DATA FOR THE TASK:

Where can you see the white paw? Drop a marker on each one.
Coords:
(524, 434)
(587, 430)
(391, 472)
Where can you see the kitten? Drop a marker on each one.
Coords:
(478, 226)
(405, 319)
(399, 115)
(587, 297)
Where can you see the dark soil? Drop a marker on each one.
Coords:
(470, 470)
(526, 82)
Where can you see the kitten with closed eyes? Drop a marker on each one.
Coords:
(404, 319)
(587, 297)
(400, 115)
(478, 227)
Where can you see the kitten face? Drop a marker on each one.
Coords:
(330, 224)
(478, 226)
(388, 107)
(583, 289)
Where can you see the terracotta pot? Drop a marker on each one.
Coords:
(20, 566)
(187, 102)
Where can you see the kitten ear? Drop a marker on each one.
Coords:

SET PROBLEM:
Please rewrite these items with "Coords" renamed to "Coordinates" throughout and everything else left as it is.

ANSWER IN FULL:
Where can you see the white paw? Drop a marker on each one.
Coordinates:
(524, 434)
(587, 430)
(391, 472)
Where can you see the kitten? Drop a marker on each one.
Coordinates:
(478, 226)
(405, 319)
(399, 115)
(587, 297)
Where can you see the dark soil? Drop a marker on each one.
Coordinates:
(470, 470)
(526, 82)
Where can you see the kitten with closed eyes? Drop a marker on each one.
Coordinates:
(404, 319)
(587, 297)
(400, 115)
(478, 227)
Where can you see the kitten face? Drop a marker on each one.
Coordinates:
(330, 224)
(478, 226)
(388, 107)
(583, 289)
Where can you see the terracotta pot? Drop a marker on each one.
Coordinates:
(20, 566)
(187, 102)
Where can you see the kitten ear? Drop a marker on each one.
Coordinates:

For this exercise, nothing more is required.